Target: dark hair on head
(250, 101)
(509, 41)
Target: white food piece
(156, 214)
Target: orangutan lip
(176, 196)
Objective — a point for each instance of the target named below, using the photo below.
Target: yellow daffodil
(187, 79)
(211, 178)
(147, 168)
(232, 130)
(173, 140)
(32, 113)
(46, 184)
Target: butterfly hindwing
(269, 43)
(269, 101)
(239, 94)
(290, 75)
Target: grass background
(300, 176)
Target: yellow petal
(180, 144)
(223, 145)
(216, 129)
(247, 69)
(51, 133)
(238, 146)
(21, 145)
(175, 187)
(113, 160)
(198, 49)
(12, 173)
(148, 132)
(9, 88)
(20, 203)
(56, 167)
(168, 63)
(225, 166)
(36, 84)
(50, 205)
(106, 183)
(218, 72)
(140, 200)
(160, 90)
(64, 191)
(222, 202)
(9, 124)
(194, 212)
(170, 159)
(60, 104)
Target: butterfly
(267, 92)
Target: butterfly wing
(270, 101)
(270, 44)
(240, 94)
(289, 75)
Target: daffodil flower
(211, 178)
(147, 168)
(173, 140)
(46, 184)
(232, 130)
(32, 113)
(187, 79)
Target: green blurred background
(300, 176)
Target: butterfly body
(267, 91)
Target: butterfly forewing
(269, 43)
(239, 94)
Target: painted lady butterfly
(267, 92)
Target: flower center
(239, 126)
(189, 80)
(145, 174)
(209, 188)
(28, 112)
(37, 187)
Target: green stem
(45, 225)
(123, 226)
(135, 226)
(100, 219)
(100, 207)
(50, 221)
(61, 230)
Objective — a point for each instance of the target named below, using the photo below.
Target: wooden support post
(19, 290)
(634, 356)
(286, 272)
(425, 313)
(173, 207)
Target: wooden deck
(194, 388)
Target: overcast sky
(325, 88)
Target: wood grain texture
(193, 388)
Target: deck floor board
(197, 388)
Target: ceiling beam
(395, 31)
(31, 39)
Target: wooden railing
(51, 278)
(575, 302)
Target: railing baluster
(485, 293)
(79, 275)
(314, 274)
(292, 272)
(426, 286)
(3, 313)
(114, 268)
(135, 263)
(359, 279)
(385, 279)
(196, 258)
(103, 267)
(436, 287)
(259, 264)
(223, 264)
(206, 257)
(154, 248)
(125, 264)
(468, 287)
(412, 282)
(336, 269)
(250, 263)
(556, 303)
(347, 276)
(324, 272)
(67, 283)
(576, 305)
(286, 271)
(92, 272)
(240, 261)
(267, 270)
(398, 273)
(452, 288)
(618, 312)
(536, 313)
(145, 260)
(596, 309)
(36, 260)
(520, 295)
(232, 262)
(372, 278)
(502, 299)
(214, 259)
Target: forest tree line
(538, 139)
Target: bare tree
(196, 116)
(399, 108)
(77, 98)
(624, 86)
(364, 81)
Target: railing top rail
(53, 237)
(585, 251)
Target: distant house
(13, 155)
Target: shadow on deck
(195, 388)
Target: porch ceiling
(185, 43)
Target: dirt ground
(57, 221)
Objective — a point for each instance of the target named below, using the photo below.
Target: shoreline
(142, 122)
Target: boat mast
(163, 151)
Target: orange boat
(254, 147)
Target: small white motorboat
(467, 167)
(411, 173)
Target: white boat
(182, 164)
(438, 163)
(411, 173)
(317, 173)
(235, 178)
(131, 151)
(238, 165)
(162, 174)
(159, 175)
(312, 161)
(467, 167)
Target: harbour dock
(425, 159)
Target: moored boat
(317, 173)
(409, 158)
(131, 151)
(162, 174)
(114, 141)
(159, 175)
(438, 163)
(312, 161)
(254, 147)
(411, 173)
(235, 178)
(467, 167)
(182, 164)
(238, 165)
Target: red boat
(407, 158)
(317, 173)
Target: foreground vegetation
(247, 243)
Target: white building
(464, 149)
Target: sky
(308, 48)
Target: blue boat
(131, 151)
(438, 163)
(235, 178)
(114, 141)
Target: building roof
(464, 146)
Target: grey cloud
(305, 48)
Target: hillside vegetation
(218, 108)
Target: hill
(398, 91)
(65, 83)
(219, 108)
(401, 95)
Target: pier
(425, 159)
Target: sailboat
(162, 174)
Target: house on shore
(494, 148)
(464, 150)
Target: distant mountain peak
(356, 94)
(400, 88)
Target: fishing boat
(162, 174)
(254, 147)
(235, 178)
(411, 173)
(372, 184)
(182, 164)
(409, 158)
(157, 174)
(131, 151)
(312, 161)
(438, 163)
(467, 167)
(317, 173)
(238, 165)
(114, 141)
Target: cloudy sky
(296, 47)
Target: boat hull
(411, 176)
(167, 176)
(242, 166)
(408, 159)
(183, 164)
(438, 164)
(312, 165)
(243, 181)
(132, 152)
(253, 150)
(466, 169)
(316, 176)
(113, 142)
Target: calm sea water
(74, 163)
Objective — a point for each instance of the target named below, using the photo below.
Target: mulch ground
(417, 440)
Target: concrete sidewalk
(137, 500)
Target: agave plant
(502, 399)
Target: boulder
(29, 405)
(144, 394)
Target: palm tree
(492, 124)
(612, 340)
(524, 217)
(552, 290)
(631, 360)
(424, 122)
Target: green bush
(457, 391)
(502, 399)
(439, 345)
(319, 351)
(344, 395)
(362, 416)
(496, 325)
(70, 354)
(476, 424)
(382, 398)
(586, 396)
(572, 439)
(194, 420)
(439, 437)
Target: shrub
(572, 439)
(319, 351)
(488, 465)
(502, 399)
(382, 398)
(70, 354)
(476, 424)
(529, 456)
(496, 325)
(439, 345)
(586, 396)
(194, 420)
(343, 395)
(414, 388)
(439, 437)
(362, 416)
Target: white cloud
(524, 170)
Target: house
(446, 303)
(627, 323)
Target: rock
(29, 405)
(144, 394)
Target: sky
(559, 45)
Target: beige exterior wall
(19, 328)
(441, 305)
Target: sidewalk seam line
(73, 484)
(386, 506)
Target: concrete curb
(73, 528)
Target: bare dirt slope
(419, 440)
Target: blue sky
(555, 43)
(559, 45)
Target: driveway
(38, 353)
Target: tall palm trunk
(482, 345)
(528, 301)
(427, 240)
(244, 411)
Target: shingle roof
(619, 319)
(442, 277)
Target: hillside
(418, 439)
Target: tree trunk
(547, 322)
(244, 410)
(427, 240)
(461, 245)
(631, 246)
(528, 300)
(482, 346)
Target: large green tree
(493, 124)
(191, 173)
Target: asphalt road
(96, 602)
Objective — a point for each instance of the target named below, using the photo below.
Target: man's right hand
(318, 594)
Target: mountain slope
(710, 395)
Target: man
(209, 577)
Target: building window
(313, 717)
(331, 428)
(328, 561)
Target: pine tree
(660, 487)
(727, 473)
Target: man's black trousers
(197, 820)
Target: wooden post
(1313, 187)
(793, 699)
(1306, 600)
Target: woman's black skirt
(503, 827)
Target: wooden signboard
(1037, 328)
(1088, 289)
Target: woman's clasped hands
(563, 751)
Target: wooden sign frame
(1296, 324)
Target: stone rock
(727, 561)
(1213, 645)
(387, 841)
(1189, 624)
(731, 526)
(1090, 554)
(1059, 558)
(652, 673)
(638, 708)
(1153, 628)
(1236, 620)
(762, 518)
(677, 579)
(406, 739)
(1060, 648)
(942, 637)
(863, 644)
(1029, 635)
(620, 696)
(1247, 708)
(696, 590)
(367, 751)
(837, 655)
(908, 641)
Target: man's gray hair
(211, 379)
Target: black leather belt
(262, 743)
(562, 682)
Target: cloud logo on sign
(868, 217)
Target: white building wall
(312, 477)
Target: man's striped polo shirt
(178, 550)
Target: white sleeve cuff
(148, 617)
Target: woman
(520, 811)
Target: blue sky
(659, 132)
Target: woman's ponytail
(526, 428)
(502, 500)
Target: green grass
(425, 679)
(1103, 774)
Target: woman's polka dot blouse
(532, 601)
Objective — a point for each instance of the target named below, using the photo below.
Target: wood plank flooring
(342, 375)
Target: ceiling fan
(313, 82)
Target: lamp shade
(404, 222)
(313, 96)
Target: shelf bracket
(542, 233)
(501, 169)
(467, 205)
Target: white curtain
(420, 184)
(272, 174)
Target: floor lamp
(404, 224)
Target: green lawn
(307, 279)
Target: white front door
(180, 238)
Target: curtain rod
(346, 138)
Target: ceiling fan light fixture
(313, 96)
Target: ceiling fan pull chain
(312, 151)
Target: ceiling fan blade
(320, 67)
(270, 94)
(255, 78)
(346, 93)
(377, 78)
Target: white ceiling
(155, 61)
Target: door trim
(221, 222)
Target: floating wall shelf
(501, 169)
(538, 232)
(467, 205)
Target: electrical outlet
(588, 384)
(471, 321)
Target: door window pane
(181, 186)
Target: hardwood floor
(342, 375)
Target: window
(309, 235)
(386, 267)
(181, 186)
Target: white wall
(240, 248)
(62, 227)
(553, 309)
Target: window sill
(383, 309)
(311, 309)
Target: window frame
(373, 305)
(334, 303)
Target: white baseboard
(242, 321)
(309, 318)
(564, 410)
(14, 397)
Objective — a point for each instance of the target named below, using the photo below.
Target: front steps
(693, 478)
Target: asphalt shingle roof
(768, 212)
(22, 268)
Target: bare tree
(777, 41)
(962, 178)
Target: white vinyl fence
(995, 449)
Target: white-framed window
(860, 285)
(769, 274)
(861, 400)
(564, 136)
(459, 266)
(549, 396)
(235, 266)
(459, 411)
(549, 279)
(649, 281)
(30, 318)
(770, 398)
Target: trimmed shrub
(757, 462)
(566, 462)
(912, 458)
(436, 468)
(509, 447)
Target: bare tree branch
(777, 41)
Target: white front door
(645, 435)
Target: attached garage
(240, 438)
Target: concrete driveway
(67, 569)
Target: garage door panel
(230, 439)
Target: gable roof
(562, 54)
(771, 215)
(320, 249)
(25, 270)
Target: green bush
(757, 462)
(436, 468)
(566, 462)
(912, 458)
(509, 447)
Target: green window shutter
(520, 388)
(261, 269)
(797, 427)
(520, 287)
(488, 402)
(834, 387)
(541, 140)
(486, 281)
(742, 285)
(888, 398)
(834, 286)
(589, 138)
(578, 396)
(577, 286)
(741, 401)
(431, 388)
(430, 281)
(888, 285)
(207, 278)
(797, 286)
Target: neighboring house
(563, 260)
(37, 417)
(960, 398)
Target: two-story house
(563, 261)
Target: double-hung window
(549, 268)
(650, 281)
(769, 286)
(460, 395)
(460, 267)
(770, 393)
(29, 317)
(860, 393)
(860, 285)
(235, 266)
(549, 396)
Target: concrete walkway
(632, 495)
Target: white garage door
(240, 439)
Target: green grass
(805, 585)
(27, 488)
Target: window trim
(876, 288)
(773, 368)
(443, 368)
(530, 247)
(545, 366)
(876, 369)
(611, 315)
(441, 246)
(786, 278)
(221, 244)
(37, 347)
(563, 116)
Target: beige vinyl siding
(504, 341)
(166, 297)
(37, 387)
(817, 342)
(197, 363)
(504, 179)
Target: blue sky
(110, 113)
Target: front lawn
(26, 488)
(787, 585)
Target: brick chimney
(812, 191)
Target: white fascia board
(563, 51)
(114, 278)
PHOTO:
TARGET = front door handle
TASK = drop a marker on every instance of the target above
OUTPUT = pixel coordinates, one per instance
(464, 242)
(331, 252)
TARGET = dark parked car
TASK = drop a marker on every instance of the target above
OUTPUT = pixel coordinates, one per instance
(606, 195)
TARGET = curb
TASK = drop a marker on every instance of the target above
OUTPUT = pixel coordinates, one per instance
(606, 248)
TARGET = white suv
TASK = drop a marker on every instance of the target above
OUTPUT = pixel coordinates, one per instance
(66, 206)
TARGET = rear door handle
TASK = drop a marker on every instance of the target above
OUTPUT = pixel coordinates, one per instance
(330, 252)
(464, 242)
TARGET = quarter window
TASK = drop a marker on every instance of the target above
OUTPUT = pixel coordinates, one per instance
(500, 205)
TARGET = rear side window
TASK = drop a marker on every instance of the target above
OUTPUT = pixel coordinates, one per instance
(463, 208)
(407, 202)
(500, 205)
------
• **Your goal**: What needs duplicating is the run of lines from the one containing "TARGET = dark parked car" through the last line of the entries above, exact and complete.

• **Final result**:
TARGET = dark parked car
TASK = drop a marker on every instance of the target above
OUTPUT = pixel coordinates, one per instance
(606, 195)
TARGET = curb
TASK = drop a marker on every instance of the target above
OUTPUT = pixel coordinates, one per instance
(606, 248)
TARGET = white suv
TASK = drop a marker on every instance of the target above
OUTPUT = pixel coordinates, one per instance
(66, 206)
TARGET = rear door handle
TASK = drop a marker on every instance of the target above
OUTPUT = pixel coordinates, one per instance
(330, 252)
(464, 242)
TARGET = quarter window
TASK = drop a marker on every instance of the target above
OUTPUT = pixel coordinates, one per instance
(500, 205)
TARGET = rear side window
TASK = drop a marker on every instance of the target above
OUTPUT = pixel coordinates, one per instance
(463, 208)
(407, 202)
(500, 205)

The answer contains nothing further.